**Parts of the exercise:**
1 – Edit the part of the netbook post that begins at "Dropbox is a" and stops after "they charge you.", and write it out again with "regular folder" changed to "ordinary folder".
2 – Translate this sentence from the netbook post into Spanish: "It works offline and can be used with pretty much any OS."

**Extract:**

################

Monday, November 16th, 2009

My ASUS’ motherboard was recently blown, so I ended up getting a netbook to use until I get a more powerful laptop. Since I mostly use my laptop for development and web browsing, I don’t have a very pressing need for a hugely powerful comptuer anyway. I got an Acer ASPIREOne, which was one of the cheapest ones I could find on short notice.

I really should have learned this by now, but you should regularly back up all your files. I had most of my documents in SVN and Dropbox, but losing my current changes to my repositories is pretty annoying. I’m currently copying over files, since my hard drive is OK, but I htink I’m going to move as much as possible onto Dropbox.

Dropbox is a program that is used for backing up and synchronizing files across computers. It acts as just a regular folder on your computer, and when changes are made they are propogated up to Dropbox’s servers. It works offline and can be used with pretty much any OS. The first 2GB you use are free; if you need any more, they charge you.

The one problem I have so far with the netbook so far is the keyboard. It’s understandable that it’s small, but some of the keys are in strange position, makign it more annoying than it should be. For example, there are two ‘\’ keys, neither of which are in the correct position and both in spaces better used by ther keys. The placement of them makes the left shift key to be very small, and the ‘Enter’ button to not be as wide as I’m used to. I’m not sure that this was at all necessary.

################

**Supplied records:**
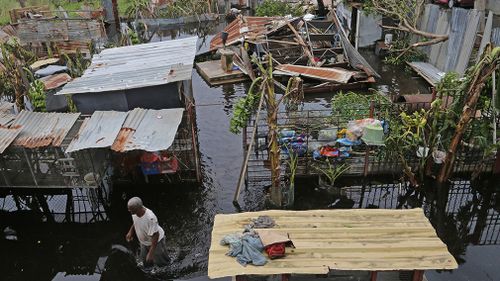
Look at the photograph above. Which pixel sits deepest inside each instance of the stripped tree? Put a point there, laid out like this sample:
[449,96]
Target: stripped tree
[473,86]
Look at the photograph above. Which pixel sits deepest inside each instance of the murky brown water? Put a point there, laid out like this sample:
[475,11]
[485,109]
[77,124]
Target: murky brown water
[466,216]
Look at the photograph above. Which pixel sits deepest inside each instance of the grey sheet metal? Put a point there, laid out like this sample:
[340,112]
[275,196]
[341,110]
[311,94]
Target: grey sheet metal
[137,66]
[356,60]
[428,72]
[495,36]
[98,131]
[148,130]
[42,129]
[459,20]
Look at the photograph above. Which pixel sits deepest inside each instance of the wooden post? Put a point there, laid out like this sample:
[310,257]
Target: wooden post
[469,109]
[354,26]
[418,275]
[367,153]
[241,278]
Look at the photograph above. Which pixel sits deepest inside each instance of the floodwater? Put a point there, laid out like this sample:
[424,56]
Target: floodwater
[465,215]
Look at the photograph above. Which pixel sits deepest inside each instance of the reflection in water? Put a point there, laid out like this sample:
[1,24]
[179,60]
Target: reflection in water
[463,213]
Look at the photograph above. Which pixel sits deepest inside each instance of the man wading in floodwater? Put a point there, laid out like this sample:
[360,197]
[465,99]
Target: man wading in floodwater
[150,234]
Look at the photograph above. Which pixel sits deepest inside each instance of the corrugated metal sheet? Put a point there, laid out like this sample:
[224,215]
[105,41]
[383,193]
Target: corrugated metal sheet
[41,63]
[249,28]
[55,81]
[321,73]
[149,130]
[495,36]
[486,35]
[469,40]
[324,240]
[60,30]
[459,20]
[43,129]
[98,131]
[428,72]
[7,136]
[6,107]
[137,66]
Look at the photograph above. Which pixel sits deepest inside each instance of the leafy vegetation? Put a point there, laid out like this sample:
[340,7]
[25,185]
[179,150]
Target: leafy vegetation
[396,57]
[270,8]
[332,171]
[183,8]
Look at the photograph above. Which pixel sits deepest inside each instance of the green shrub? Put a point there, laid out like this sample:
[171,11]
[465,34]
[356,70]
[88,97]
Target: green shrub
[270,8]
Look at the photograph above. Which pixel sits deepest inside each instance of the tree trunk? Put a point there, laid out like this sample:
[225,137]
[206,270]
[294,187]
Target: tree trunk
[468,113]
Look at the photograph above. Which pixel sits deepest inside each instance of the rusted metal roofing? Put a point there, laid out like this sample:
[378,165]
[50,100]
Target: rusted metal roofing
[137,66]
[149,130]
[7,107]
[60,30]
[324,240]
[55,81]
[39,129]
[7,136]
[98,131]
[330,74]
[248,28]
[41,63]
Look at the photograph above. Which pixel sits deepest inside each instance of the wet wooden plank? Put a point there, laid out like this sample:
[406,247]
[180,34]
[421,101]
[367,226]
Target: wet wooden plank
[360,239]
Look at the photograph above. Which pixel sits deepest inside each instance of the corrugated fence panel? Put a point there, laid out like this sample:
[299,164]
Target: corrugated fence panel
[495,36]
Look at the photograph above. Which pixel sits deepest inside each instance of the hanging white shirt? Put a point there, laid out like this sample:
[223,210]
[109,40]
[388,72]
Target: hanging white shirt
[146,226]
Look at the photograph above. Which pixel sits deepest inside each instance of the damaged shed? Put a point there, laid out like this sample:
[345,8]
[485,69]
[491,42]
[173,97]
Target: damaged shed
[318,51]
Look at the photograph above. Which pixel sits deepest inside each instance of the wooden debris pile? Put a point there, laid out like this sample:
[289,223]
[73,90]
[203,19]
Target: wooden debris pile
[315,50]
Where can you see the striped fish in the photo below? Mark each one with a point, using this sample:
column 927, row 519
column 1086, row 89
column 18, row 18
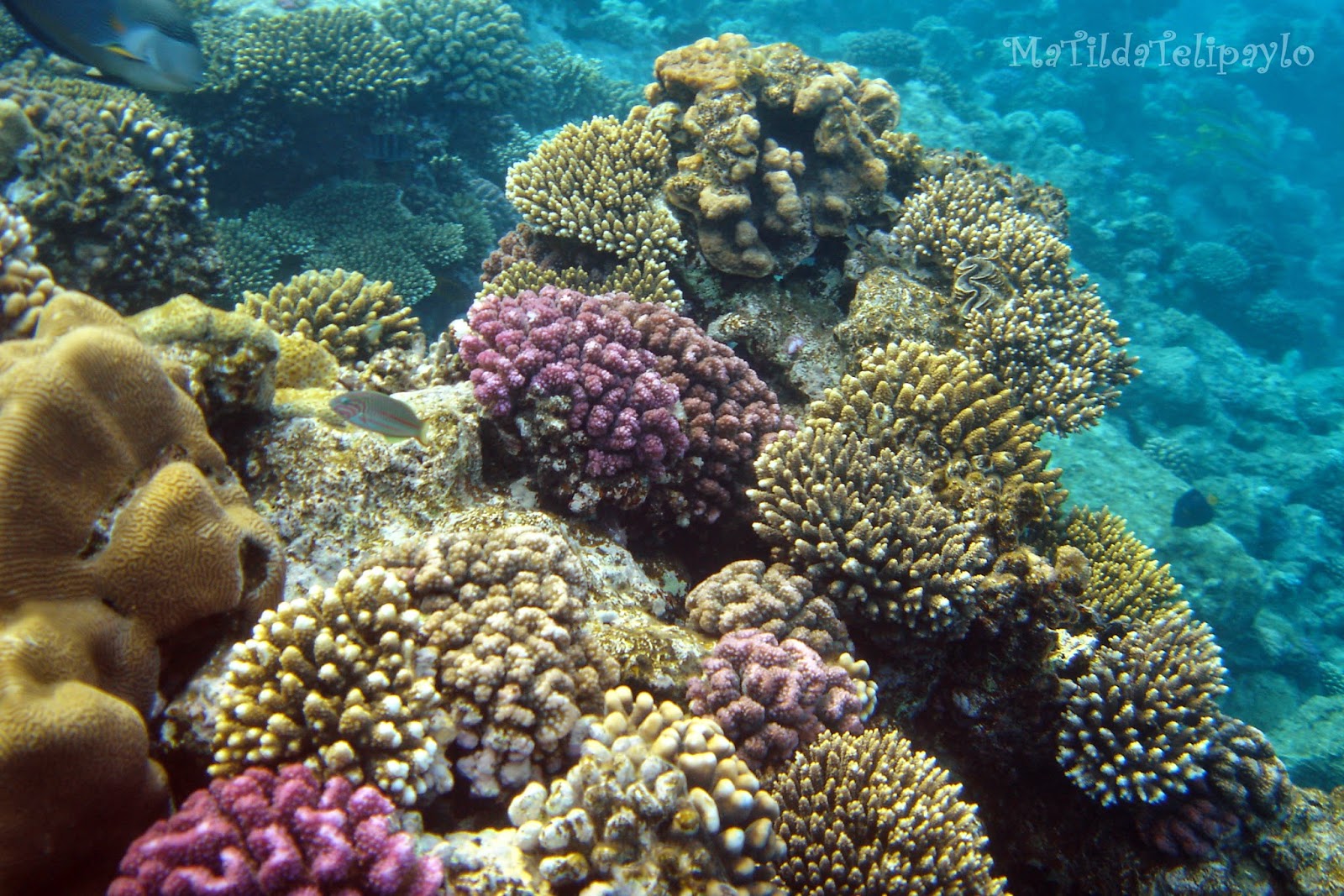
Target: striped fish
column 382, row 414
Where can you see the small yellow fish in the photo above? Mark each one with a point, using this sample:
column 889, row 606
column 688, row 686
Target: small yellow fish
column 382, row 414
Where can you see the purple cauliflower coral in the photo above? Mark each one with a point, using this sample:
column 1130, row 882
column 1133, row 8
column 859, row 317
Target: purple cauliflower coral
column 280, row 833
column 772, row 698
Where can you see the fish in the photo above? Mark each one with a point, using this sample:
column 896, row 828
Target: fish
column 148, row 45
column 1194, row 508
column 383, row 414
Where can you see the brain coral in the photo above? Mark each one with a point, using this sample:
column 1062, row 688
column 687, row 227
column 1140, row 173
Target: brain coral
column 279, row 833
column 343, row 312
column 774, row 149
column 869, row 815
column 658, row 801
column 116, row 194
column 504, row 611
column 111, row 577
column 628, row 403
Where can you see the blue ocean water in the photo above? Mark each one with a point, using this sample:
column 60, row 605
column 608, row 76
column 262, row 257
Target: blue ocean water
column 1200, row 150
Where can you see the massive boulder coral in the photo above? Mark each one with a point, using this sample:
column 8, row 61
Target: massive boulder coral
column 867, row 815
column 625, row 403
column 774, row 149
column 658, row 802
column 114, row 579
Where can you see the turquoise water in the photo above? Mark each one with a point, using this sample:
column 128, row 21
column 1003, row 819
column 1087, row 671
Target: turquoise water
column 1200, row 152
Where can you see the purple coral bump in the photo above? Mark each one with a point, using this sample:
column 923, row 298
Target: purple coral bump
column 280, row 833
column 772, row 698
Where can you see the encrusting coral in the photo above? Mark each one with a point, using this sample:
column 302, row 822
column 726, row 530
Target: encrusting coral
column 112, row 579
column 280, row 832
column 342, row 311
column 867, row 815
column 658, row 801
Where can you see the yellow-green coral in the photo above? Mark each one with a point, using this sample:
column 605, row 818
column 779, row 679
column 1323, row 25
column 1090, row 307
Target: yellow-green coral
column 343, row 312
column 869, row 815
column 340, row 681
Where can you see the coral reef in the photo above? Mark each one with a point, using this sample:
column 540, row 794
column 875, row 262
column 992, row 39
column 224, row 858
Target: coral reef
column 656, row 801
column 869, row 815
column 596, row 380
column 343, row 312
column 774, row 149
column 280, row 832
column 116, row 580
column 770, row 698
column 748, row 594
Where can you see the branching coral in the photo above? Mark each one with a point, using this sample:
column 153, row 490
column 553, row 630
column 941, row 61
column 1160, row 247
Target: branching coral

################

**Expected results:**
1 –
Dropbox is a program that is used for backing up and synchronizing files across computers. It acts as just a ordinary folder on your computer, and when changes are made they are propogated up to Dropbox’s servers. It works offline and can be used with pretty much any OS. The first 2GB you use are free; if you need any more, they charge you.

2 – Funciona sin conexión y se puede usar con prácticamente cualquier sistema operativo.